-- Work required --
Restate exactly, and only, the lines spanning from the one with "Question. The photo above holds the car's front" to the end of the records below.
---
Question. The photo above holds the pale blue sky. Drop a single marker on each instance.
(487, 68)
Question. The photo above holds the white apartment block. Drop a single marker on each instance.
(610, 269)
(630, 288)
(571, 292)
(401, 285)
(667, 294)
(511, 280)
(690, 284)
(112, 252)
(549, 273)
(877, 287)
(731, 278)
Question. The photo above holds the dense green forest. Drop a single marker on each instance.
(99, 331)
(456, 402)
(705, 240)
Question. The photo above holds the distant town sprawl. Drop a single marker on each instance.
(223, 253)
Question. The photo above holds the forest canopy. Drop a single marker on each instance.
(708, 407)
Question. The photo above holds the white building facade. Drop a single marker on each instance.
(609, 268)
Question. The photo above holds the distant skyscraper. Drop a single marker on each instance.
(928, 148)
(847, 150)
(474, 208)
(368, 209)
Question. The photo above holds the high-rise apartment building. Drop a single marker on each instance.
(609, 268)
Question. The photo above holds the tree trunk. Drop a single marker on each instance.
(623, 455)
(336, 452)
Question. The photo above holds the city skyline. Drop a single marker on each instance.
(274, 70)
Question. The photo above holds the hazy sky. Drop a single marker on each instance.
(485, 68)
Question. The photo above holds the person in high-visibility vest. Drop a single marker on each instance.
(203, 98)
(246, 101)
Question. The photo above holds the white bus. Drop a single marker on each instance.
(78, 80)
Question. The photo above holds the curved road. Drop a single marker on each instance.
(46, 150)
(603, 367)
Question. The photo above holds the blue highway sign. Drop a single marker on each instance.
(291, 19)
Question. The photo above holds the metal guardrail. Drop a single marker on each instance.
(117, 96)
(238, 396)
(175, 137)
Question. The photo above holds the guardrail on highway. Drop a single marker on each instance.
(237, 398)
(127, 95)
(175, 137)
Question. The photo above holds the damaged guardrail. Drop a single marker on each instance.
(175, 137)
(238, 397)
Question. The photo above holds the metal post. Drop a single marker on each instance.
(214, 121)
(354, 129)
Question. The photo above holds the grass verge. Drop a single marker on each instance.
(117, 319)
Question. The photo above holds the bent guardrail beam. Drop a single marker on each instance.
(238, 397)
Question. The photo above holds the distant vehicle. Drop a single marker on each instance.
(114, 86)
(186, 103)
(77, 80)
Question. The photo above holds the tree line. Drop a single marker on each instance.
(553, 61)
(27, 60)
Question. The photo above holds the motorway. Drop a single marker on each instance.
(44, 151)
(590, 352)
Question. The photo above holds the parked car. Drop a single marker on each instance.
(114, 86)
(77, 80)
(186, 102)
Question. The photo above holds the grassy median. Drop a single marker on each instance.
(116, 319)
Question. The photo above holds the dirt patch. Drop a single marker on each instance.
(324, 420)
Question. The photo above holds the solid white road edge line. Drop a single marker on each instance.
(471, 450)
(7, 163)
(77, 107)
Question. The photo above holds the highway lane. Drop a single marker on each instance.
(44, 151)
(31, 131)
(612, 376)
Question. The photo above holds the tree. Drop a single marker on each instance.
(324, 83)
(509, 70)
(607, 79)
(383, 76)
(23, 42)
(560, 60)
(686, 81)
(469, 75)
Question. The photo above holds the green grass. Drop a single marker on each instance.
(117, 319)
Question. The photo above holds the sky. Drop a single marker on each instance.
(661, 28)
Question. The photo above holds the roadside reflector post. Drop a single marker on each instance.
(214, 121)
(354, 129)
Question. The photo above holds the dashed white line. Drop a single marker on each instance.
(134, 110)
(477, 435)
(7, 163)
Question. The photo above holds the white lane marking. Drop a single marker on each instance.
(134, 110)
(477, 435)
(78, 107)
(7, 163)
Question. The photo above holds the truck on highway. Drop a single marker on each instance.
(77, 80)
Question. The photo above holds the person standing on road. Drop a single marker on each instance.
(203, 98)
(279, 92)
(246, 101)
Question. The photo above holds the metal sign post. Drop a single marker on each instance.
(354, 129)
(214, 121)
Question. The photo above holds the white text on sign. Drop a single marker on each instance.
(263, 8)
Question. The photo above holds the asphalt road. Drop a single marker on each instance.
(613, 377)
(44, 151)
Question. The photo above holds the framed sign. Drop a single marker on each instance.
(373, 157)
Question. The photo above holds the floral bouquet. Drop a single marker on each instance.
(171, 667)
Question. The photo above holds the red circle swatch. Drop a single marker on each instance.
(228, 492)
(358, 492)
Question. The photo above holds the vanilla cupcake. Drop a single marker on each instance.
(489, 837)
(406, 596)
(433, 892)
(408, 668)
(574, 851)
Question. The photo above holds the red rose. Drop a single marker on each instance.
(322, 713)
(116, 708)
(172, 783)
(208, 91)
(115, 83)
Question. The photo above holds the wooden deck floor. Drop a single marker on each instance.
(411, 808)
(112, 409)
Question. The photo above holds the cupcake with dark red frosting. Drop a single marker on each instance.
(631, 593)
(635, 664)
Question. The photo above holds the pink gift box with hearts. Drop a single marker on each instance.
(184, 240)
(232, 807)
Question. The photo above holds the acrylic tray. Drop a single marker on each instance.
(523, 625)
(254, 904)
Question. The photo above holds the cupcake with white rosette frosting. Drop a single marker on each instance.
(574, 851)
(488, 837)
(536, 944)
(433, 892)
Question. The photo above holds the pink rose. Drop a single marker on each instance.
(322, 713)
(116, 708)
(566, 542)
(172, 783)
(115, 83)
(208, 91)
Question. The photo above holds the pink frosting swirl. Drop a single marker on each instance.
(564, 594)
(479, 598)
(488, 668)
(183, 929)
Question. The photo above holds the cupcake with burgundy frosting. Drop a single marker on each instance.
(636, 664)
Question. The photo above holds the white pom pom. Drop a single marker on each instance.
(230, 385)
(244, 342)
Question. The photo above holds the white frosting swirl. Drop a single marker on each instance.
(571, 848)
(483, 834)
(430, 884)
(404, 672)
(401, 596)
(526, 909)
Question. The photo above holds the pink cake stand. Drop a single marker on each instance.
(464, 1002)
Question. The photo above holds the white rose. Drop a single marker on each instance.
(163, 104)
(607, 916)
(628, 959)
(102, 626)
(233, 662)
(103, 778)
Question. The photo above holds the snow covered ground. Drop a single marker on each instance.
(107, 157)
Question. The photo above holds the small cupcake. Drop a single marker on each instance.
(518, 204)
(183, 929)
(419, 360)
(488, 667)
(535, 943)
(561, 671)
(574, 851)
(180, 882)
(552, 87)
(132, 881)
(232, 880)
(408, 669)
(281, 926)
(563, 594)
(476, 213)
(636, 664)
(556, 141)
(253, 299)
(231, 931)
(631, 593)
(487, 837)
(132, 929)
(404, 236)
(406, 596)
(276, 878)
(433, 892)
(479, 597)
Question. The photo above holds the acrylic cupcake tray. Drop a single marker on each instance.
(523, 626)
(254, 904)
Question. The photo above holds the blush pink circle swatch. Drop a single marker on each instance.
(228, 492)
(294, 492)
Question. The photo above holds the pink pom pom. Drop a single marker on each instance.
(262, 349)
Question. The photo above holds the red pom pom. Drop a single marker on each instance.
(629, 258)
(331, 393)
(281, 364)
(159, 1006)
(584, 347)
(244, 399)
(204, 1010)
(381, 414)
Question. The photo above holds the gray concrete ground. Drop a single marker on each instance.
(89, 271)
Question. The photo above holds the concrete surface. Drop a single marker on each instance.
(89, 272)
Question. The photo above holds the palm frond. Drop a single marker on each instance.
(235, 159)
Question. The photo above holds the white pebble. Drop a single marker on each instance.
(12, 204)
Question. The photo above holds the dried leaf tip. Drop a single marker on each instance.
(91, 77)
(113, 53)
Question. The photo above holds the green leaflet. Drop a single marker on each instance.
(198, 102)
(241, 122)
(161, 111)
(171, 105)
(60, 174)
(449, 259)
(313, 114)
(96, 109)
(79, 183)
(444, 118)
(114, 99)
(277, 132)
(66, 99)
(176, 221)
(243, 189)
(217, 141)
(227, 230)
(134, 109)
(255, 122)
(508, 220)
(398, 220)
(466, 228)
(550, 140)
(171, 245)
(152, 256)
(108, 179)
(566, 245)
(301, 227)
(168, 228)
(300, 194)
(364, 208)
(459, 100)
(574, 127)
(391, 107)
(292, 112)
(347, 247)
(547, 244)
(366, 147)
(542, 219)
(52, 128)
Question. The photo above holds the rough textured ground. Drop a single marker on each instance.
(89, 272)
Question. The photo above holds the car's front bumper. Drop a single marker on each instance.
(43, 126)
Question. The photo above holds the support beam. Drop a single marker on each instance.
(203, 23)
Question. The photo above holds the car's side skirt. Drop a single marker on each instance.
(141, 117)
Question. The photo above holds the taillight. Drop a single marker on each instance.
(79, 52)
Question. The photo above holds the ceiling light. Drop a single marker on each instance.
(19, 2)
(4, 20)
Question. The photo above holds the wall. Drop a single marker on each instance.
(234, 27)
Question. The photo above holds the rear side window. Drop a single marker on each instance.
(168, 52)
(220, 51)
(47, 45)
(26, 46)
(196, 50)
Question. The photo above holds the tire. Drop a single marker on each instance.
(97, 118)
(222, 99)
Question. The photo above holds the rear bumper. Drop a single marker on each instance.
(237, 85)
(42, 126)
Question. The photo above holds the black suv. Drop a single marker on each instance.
---
-- Result for this task --
Question. The photo above holds the car's front bumper. Drop a single marker on each instance.
(43, 126)
Question. The photo above holds the support beam. Drop a single marker on each instance.
(203, 23)
Question. The photo above holds the car's side skirt. Drop a single marker on each instance.
(141, 117)
Question. The photo above holds the taillight. Drop a single marker on each instance.
(79, 52)
Question. The photo above holds the ceiling light. Drop a single marker on each instance.
(19, 2)
(4, 20)
Question. The photo above holds the wall. Drop a single marker on each instance.
(234, 27)
Question. The photo above holds the rear side window. Drop a single marker on each instance.
(168, 52)
(220, 51)
(47, 45)
(26, 46)
(196, 50)
Question. The photo above holds the tire. Drop a single marker on each instance.
(97, 118)
(222, 99)
Question. The photo above holds the rear bumper. Drop a single marker on each instance.
(237, 85)
(42, 126)
Question. The photo above holds the black suv. Drop a single marker on each instance.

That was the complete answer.